___ Passage for review
The Greek philosopher, Aristotle devoted two chapters of his Ethics to friendship and all future reflections on friendship have, to a greater or lesser extent, been influenced by his thought. Aristotle believed that friendship

is almost necessary for living. Nobody would choose to live without friends even if he had all the other good things. Indeed those who hold wealth and office and power are thought to stand in special need of friends; for what is the use of prosperity to them if they are denied the opportunity for beneficence. In poverty too and all the other misfortunes of life people regard their friends as their only refuge. We praise those who love their friends, and the possession of many friends is held to be one of the fine things of life. What is more, people think that good men and friends are the same.

So, for Aristotle, friendship is a kind of virtue, not only because it can potentially bind together the divisions of class, age and social rank, but because deep within the noblest friendships incubates the germ of goodness. “It is those who desire the good of their friends for their friends’ sake that are most truly friends,” wrote Aristotle, “because each loves the other for what he is, and not for any incidental quality.”

Christian thinkers took such ideas and married them to the fact that human beings are created in the image of God: Father, Son and Holy Spirit. A God of relationships of love. They believed it was possible to glimpse (albeit through a glass darkly) in the highest forms of human experience something of the mystery of the Blessed Trinity.

It was in the twelfth century Cistercian Abbey of Rievaulx in Yorkshire that Abbot Aelred synthesised these ideas and wrote On Spiritual Friendship. Aelred saw in friendship the possibility of human beings concretising their faith. The Christian life could not just be an abstract assent to the love of God but rather love of others, for example, through friendship, made real in some manner God’s love for us.

For Aelred, friendship is a vehicle by which we can approach the Divine and, at the same time, a conduit through which Divine love can pass. Friendship, according to Aelred, should never be a convenient alliance of interests. For him there was a clear separation between superficial, fair-weather friends and a profoundly spiritual friendship. He writes: “Is it not a foretaste of blessedness thus to love and thus to be loved; thus to help and be helped; and in this way from the sweetness of fraternal charity to wing one’s flight aloft to that more sublime splendour of divine love..?”
______
#### Exercise directions
How might the passage on friendship in Aristotle and Aelred go on? Supply the next part, starting right after its last sentence.
___ Material supplied
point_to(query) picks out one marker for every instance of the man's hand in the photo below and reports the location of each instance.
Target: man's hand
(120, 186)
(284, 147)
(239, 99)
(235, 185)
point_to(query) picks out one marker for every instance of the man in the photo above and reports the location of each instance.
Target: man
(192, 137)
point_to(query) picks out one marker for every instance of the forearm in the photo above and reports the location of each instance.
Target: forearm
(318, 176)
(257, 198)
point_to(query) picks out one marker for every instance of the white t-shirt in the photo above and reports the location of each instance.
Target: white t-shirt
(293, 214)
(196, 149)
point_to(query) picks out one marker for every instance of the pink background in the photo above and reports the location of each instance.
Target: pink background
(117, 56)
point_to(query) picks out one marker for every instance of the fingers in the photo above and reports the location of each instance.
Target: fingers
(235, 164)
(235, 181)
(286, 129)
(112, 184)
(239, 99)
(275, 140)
______
#### Result of the task
In recent times, the idea of friendship has been vandalised by the ubiquitous belief that all relationships are, at base, erotic and sexual. This insidious notion has done dirt on friendship and, sadly, deep friendships between people of the same sex are often viewed with suspicion. The King’s Speech refutes this modern idea and unashamedly places friendship centre stage. Friendship, it suggests, give people the space to breathe, to be themselves, to not be narrowly defined in a sexual way. Good, healthy friendships provide us with intimacy as well as the security and freedom of distance. They are to be celebrated.

Aristotle believed that without friendship our lives would be incomplete and we would remain partially lost to ourselves. Tempering his natural idealism he candidly admits that “such friendships are rare...because men of this kind are few...The wish for friendship develops rapidly, but friendship does not” or as the poet, Elizabeth Jennings puts it, “they (friendships) are not claimed but courted, honoured, considered.”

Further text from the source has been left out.